Document text —

_ _ _

Washington Report, November 26, 1984, Page
7
Personality
Nizar Jwaideh
By Michael Baris
Last year Nizar Jwaideh took leave from his duties at the Arab
League Mission in Washington, DC, to take on a special assignment
in strife-torn Beirut, a city he had known from his years as a foreign
correspondent. This time he had gone there not to report on a war
but to resurrect a newspaper—the English-language Daily
Star, which had stopped publishing in 1975. While rival militias
skirmished in the streets, Mr. Jwaideh patiently went about the
business of setting up new offices, recruiting a staff, and making
arrangements for printing and distribution. "It was dangerous,
but interesting—and, of course, very challenging," he
concedes.
His Beirut mission accomplished, Mr. Jwaideh has now settled back
in as advisor to the Arab League in Washington, helping Ambassador
Clovis Maksoud, who heads the League of Arab States Mission to the
United Nations, disseminate information about the Arab world to
the American public. Mr. Jwaideh finds this work every bit as interesting
and challenging as reviving the Daily Star.
"The difficulty is that the average citizen in this country
has a lot of information about the Arab World, but most of that
information is wrong," he explains. "We, therefore, must
break through their misperceptions and dispel their misinformation
before we can help them see the Arab world as it really is."
From "Wires" to Magazines
And for this important task few men or women would seem better
qualified than Nizar Jwaideh. Before he joined the Arab League in
1981, he had accumulated nearly 30 years of experience working in
all levels of journalism, both in the U.S. and overseas.
He started out in the 1950s as a foreign correspondent for several
American and European publications—including wire services—with
assignments in London, Rome, Paris and various capitals in the Middle
East and North Africa. In 1960 he joined the Chicago Sun-Times
as a news analyst, and later became national and foreign editor.

_ _ _

Data supplied —
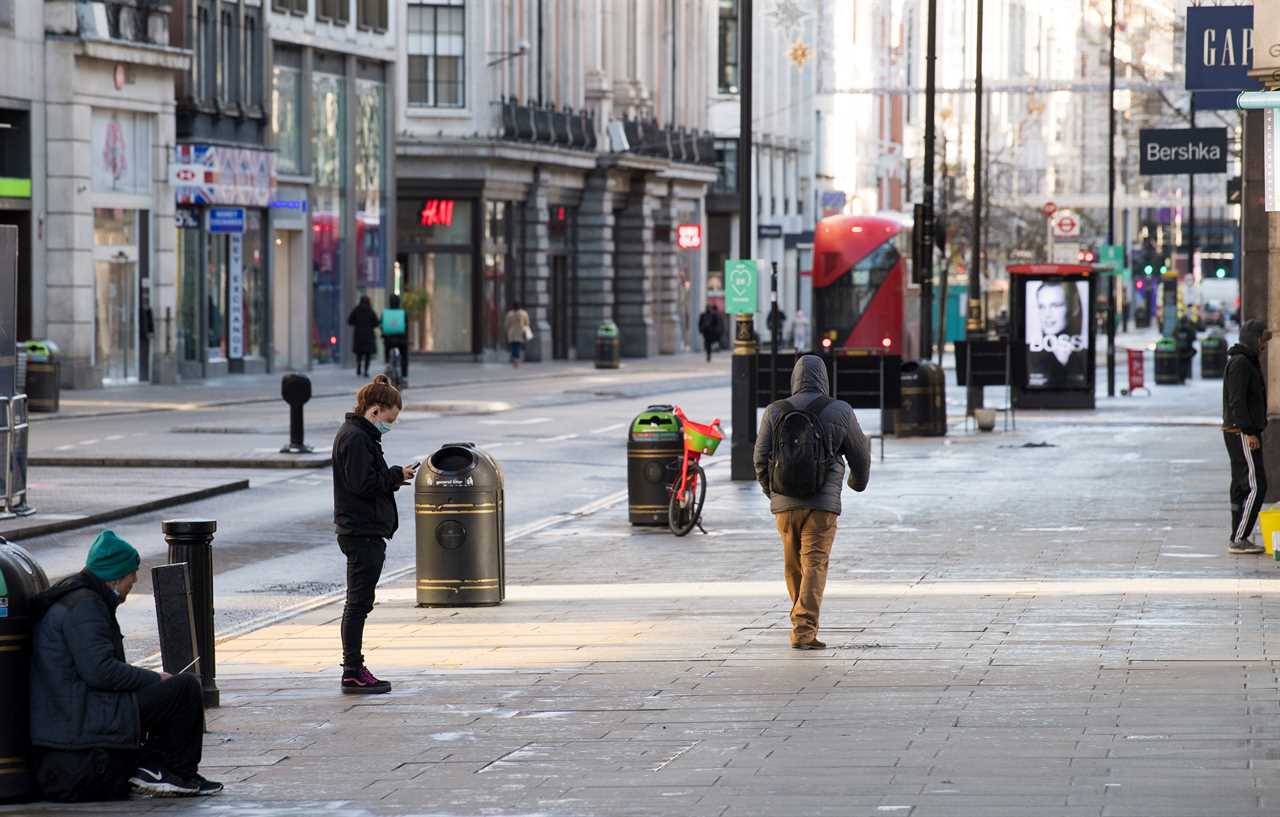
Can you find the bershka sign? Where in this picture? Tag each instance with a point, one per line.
(1176, 151)
(1220, 48)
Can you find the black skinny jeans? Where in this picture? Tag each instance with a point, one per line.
(173, 725)
(365, 557)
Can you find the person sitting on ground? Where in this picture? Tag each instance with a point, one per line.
(99, 725)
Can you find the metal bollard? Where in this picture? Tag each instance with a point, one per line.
(191, 541)
(296, 391)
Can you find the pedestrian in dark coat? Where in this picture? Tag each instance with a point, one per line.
(1244, 418)
(364, 514)
(364, 319)
(101, 726)
(808, 524)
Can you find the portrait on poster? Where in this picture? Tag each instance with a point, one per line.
(1057, 341)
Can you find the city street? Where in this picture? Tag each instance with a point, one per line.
(1041, 621)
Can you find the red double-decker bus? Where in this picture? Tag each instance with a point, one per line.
(860, 273)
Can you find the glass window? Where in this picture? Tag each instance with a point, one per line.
(328, 146)
(727, 72)
(286, 110)
(437, 53)
(370, 186)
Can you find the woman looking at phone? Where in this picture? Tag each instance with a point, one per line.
(364, 514)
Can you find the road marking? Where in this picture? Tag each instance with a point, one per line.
(609, 428)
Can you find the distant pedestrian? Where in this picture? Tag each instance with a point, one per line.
(800, 453)
(101, 726)
(394, 327)
(519, 332)
(711, 325)
(800, 331)
(364, 514)
(364, 320)
(1244, 418)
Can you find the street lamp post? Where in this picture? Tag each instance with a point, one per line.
(973, 323)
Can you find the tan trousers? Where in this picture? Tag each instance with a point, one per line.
(807, 538)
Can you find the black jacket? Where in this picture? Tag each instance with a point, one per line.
(844, 436)
(81, 685)
(1244, 392)
(364, 487)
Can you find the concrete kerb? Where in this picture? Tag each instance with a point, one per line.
(62, 525)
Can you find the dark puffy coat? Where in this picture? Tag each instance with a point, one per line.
(365, 320)
(364, 487)
(844, 436)
(81, 685)
(1244, 392)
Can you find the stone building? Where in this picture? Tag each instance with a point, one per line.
(547, 153)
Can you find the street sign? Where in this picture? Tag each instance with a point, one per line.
(227, 219)
(1065, 224)
(1179, 151)
(740, 282)
(1220, 48)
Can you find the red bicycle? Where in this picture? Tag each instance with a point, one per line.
(689, 489)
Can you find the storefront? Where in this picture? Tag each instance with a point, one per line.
(223, 268)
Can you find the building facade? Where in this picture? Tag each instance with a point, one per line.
(547, 154)
(333, 214)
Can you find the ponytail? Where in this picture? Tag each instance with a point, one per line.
(378, 392)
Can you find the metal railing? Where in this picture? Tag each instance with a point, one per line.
(13, 411)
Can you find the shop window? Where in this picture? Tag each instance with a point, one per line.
(727, 63)
(337, 12)
(371, 14)
(437, 54)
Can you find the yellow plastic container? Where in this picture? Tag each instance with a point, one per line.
(1270, 523)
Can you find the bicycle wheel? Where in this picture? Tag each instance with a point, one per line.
(682, 515)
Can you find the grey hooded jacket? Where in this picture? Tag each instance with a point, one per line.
(844, 436)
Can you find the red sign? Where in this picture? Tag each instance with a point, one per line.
(437, 213)
(689, 236)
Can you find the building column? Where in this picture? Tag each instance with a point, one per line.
(536, 296)
(667, 283)
(635, 279)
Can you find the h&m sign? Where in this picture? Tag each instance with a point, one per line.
(1178, 151)
(1220, 48)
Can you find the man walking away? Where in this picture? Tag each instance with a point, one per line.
(800, 456)
(711, 327)
(1244, 416)
(99, 725)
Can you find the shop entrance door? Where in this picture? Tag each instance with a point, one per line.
(117, 316)
(561, 307)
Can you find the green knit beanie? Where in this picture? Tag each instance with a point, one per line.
(112, 557)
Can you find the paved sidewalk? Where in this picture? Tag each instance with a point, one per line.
(1013, 630)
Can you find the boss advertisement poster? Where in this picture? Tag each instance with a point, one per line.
(1056, 333)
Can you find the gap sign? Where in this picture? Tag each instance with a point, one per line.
(1180, 151)
(1220, 48)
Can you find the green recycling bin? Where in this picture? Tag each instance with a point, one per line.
(44, 375)
(608, 346)
(656, 444)
(1169, 365)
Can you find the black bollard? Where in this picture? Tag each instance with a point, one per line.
(191, 541)
(296, 391)
(176, 619)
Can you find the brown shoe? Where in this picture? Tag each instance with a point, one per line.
(813, 644)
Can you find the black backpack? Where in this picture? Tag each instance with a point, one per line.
(800, 459)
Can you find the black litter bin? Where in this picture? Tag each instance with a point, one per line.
(21, 579)
(461, 529)
(1214, 356)
(654, 447)
(44, 373)
(924, 404)
(608, 346)
(1169, 364)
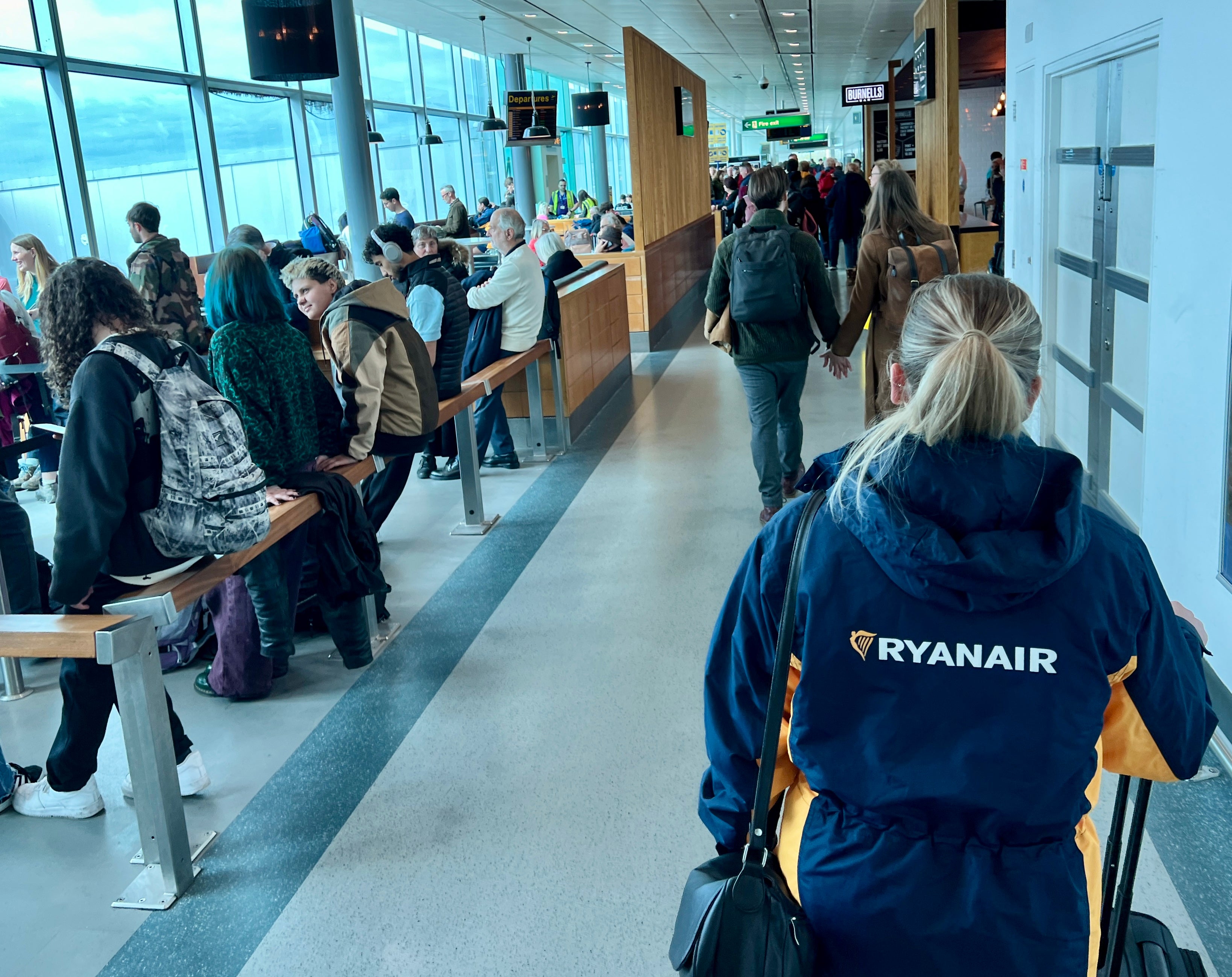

_ _ _

Tasks to complete —
A - Answer these questions from the Nizar Jwaideh profile:
(i) In what year had the Daily Star stopped publishing?
(ii) Who heads the League of Arab States Mission to the United Nations?
(iii) In what year did Mr. Jwaideh join the Chicago Sun-Times, and in what role?
B - From the Nizar Jwaideh profile, repeat word for word the passage from "His Beirut mission" up to and including "the Daily Star.".

Activity answers —
A -
(i) 1975
(ii) Ambassador Clovis Maksoud
(iii) 1960, as a news analyst

B -
His Beirut mission accomplished, Mr. Jwaideh has now settled back
in as advisor to the Arab League in Washington, helping Ambassador
Clovis Maksoud, who heads the League of Arab States Mission to the
United Nations, disseminate information about the Arab world to
the American public. Mr. Jwaideh finds this work every bit as interesting
and challenging as reviving the Daily Star.